STATED PROBLEM: Render all of the material below as a numbered list, dropping blank lines and omitting the pictures.

[Outline items for labeled areas]
>>>>>
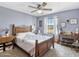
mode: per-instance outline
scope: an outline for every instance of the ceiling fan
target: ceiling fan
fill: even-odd
[[[52,9],[45,8],[46,5],[47,5],[47,3],[43,2],[42,4],[37,4],[36,7],[31,6],[31,5],[29,5],[28,7],[35,9],[35,10],[31,11],[31,13],[37,12],[37,11],[38,11],[38,13],[41,13],[42,11],[52,11]]]

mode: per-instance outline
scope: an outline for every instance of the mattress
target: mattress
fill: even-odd
[[[38,43],[41,43],[45,40],[48,40],[51,38],[51,36],[45,36],[45,35],[35,35],[35,34],[22,34],[22,36],[16,37],[16,44],[30,53],[31,56],[35,55],[35,41],[38,40]]]

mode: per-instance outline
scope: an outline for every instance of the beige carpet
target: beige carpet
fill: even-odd
[[[43,57],[78,57],[79,52],[76,52],[70,47],[55,44],[55,48],[51,48]],[[7,51],[0,52],[0,57],[27,57],[27,54],[15,47],[15,49],[7,48]]]

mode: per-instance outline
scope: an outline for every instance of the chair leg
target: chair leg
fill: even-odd
[[[14,41],[12,41],[12,45],[13,45],[13,48],[12,49],[14,49]]]
[[[3,43],[3,51],[5,51],[5,47],[6,47],[6,46],[5,46],[5,43]]]

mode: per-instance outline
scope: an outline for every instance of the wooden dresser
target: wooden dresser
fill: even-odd
[[[59,38],[60,43],[64,45],[72,45],[72,43],[79,39],[78,34],[76,33],[71,33],[71,35],[60,34]]]
[[[14,48],[14,39],[15,36],[12,35],[0,36],[0,47],[3,47],[3,51],[5,51],[5,48],[10,45],[13,45]],[[11,44],[8,44],[10,42]]]

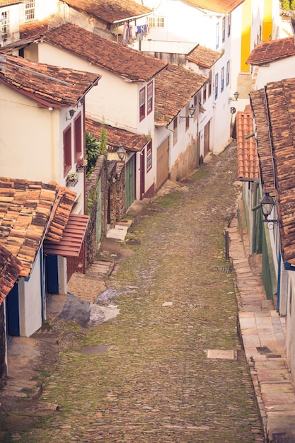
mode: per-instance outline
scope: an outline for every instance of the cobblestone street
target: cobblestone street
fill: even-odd
[[[132,253],[104,282],[120,313],[83,343],[100,352],[62,354],[39,399],[57,410],[13,441],[264,441],[225,261],[236,178],[232,144],[134,217],[122,246]]]

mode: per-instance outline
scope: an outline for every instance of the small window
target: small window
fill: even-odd
[[[164,28],[164,17],[148,17],[148,25],[150,28]]]
[[[173,146],[176,144],[178,137],[178,117],[174,119],[173,120]]]
[[[208,97],[211,97],[212,93],[212,71],[209,71],[208,74]]]
[[[82,154],[82,118],[81,113],[76,118],[74,123],[74,140],[75,150],[75,161],[78,160]]]
[[[207,84],[203,86],[203,103],[207,100]]]
[[[146,88],[139,91],[139,122],[146,116]]]
[[[216,49],[219,47],[219,22],[216,23]]]
[[[1,30],[4,34],[10,32],[9,11],[4,11],[1,13]]]
[[[190,103],[185,106],[185,115],[187,116],[185,119],[185,132],[187,131],[190,127]]]
[[[226,86],[229,85],[230,69],[231,69],[231,64],[230,64],[230,61],[229,60],[228,62],[226,63]]]
[[[194,120],[197,120],[197,110],[198,97],[199,97],[199,94],[196,94],[194,96],[194,108],[195,109],[195,114],[194,114]],[[199,93],[199,97],[200,97],[199,100],[202,100],[202,93]]]
[[[151,142],[150,142],[146,147],[146,172],[149,172],[149,171],[151,169],[152,166]]]
[[[224,89],[224,67],[222,67],[221,68],[221,79],[220,89],[221,92]]]
[[[214,99],[216,100],[218,97],[218,74],[215,74],[215,93],[214,93]]]
[[[147,113],[153,110],[153,82],[151,81],[147,86]]]
[[[35,0],[28,0],[25,2],[25,21],[35,20]]]
[[[64,132],[64,176],[71,168],[71,126]]]

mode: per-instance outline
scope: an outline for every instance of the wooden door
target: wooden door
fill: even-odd
[[[169,137],[157,149],[157,183],[156,190],[166,182],[169,176]]]

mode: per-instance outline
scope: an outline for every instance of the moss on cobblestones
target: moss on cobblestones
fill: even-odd
[[[120,313],[83,343],[110,350],[63,353],[41,398],[58,412],[18,441],[263,441],[236,333],[233,275],[218,270],[229,265],[224,229],[238,192],[236,167],[231,146],[187,178],[187,192],[159,198],[161,210],[132,226],[141,244],[129,246],[134,254],[108,281],[121,293]],[[208,359],[208,349],[239,358]]]

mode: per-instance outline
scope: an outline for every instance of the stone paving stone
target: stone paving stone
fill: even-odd
[[[141,245],[126,246],[134,253],[105,280],[120,294],[120,315],[83,343],[110,346],[108,352],[62,352],[40,399],[57,410],[13,441],[263,442],[265,416],[237,333],[233,275],[217,269],[226,264],[236,176],[231,146],[185,180],[185,192],[164,194],[152,216],[137,218],[129,233]],[[208,359],[207,350],[232,350],[237,358]]]

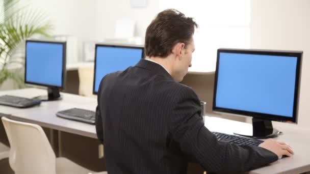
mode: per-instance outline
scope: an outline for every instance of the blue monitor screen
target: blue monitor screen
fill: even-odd
[[[136,65],[143,57],[143,48],[97,46],[94,92],[98,92],[100,82],[107,74]]]
[[[219,54],[216,107],[293,117],[297,57]]]
[[[63,43],[28,41],[25,81],[62,86]]]

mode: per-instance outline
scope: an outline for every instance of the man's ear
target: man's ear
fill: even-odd
[[[185,44],[184,43],[178,42],[174,45],[172,49],[172,53],[175,54],[176,57],[180,57],[180,56],[184,54],[185,50],[183,49],[185,47]]]

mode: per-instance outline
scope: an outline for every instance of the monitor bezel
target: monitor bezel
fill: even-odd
<<<<<
RESULT FOR THIS TASK:
1. mode: per-instance outline
2. scope: an outline for every instance of the ceiling fan
3. target: ceiling fan
4. fill: even-odd
5. [[[52,9],[45,8],[46,5],[47,5],[47,3],[43,2],[42,4],[37,4],[36,7],[31,6],[31,5],[29,5],[28,7],[35,9],[35,10],[31,11],[31,13],[37,12],[37,11],[38,11],[38,13],[41,13],[42,11],[52,11]]]
6. mode: per-instance outline
7. scope: an outline for every instance of the mattress
8. target: mattress
9. fill: even-odd
10. [[[38,43],[41,43],[45,40],[48,40],[51,38],[51,36],[45,36],[45,35],[35,35],[35,34],[22,34],[22,36],[16,37],[16,44],[30,53],[31,56],[35,55],[35,41],[38,40]]]
11. mode: per-instance outline
12. scope: an outline for every instance of the beige carpet
13. target: beige carpet
14. fill: even-odd
15. [[[43,57],[78,57],[79,52],[76,52],[70,47],[55,44],[55,48],[51,48]],[[7,51],[0,52],[0,57],[27,57],[27,54],[15,47],[15,49],[7,48]]]
16. mode: per-instance outline
17. scope: an outline for every instance of the chair leg
18. target: chair leg
19. fill: even-odd
20. [[[14,41],[12,41],[12,45],[13,45],[13,48],[12,49],[14,49]]]
21. [[[3,43],[3,51],[5,51],[5,47],[6,47],[6,46],[5,46],[5,43]]]
22. mode: per-instance outline
23. scope: an outline for every instance of the wooden dresser
24. target: wooden dresser
25. fill: even-odd
26. [[[59,38],[60,43],[64,45],[72,45],[72,43],[79,39],[78,34],[76,33],[71,33],[71,35],[60,34]]]
27. [[[14,48],[14,39],[15,36],[12,35],[0,36],[0,47],[3,47],[3,51],[5,51],[5,48],[10,45],[13,45]],[[11,44],[8,44],[10,42]]]
28. mode: per-instance outline
29. scope: an outline for every instance of the cobblestone street
30. target: cobblestone street
31. fill: even-odd
32. [[[132,253],[104,282],[120,313],[83,343],[100,352],[62,354],[39,399],[57,410],[13,441],[264,441],[225,261],[236,178],[232,144],[134,217],[122,246]]]
33. mode: per-instance outline
34. scope: an outline for every instance of the small window
35. target: small window
36. fill: even-odd
37. [[[164,28],[164,17],[148,17],[148,25],[150,28]]]
38. [[[173,146],[176,144],[178,137],[178,117],[174,119],[173,120]]]
39. [[[208,97],[211,97],[212,93],[212,71],[209,71],[208,74]]]
40. [[[82,154],[82,118],[81,113],[76,118],[74,123],[74,140],[75,150],[75,161],[78,160]]]
41. [[[207,84],[203,86],[203,103],[207,100]]]
42. [[[146,88],[139,91],[139,122],[146,116]]]
43. [[[216,49],[219,47],[219,22],[216,23]]]
44. [[[1,30],[4,34],[10,32],[9,11],[4,11],[1,13]]]
45. [[[190,103],[185,106],[185,115],[187,116],[185,119],[185,132],[187,131],[190,127]]]
46. [[[226,86],[229,85],[230,69],[231,69],[231,64],[230,64],[230,61],[229,60],[228,62],[226,63]]]
47. [[[194,120],[197,120],[197,110],[198,97],[199,97],[199,94],[196,94],[194,96],[194,108],[195,109],[195,114],[194,114]],[[199,93],[199,97],[200,97],[199,100],[202,100],[202,93]]]
48. [[[151,142],[150,142],[146,147],[146,172],[149,172],[149,171],[151,169],[152,166]]]
49. [[[224,89],[224,67],[222,67],[221,68],[221,79],[220,89],[221,92]]]
50. [[[214,99],[216,100],[218,97],[218,74],[215,74],[215,93],[214,93]]]
51. [[[147,113],[153,110],[153,82],[151,81],[147,86]]]
52. [[[35,0],[28,0],[25,2],[25,21],[35,20]]]
53. [[[64,132],[64,176],[71,168],[71,126]]]
54. mode: per-instance outline
55. scope: an outline for every instance of the wooden door
56. target: wooden door
57. fill: even-odd
58. [[[169,137],[157,149],[157,183],[156,190],[166,182],[169,176]]]
59. mode: per-instance outline
60. scope: an outline for every instance of the moss on cobblestones
61. target: moss on cobblestones
62. fill: even-odd
63. [[[120,313],[83,343],[110,350],[63,353],[41,398],[58,412],[18,441],[263,441],[236,333],[233,275],[218,270],[229,265],[224,229],[238,192],[236,167],[231,146],[187,178],[187,192],[159,198],[161,210],[132,226],[141,244],[129,246],[134,254],[108,281],[121,293]],[[208,359],[208,349],[239,358]]]
64. mode: per-instance outline
65. scope: an outline for every instance of the stone paving stone
66. target: stone paving stone
67. fill: even-odd
68. [[[141,245],[126,246],[134,253],[105,280],[120,294],[120,315],[83,343],[110,346],[108,352],[62,352],[40,399],[57,410],[13,441],[263,442],[265,416],[237,333],[233,275],[217,269],[226,264],[236,176],[231,146],[185,180],[185,192],[164,194],[152,216],[137,218],[129,233]],[[208,359],[207,350],[232,350],[237,358]]]
69. mode: per-instance outline
70. scope: an outline for every instance of the blue monitor screen
71. target: blue monitor screen
72. fill: even-odd
73. [[[136,65],[143,57],[143,48],[97,46],[94,92],[98,92],[100,82],[107,74]]]
74. [[[219,54],[216,107],[293,117],[297,57]]]
75. [[[63,43],[28,41],[25,81],[62,86]]]
76. mode: per-instance outline
77. scope: an outline for every instance of the man's ear
78. target: man's ear
79. fill: even-odd
80. [[[185,44],[184,43],[178,42],[174,45],[172,49],[172,53],[175,54],[176,57],[180,57],[180,56],[184,54],[185,50],[183,49],[185,47]]]
81. mode: per-instance outline
82. scope: an outline for every instance of the monitor bezel
83. target: monitor bezel
84. fill: even-odd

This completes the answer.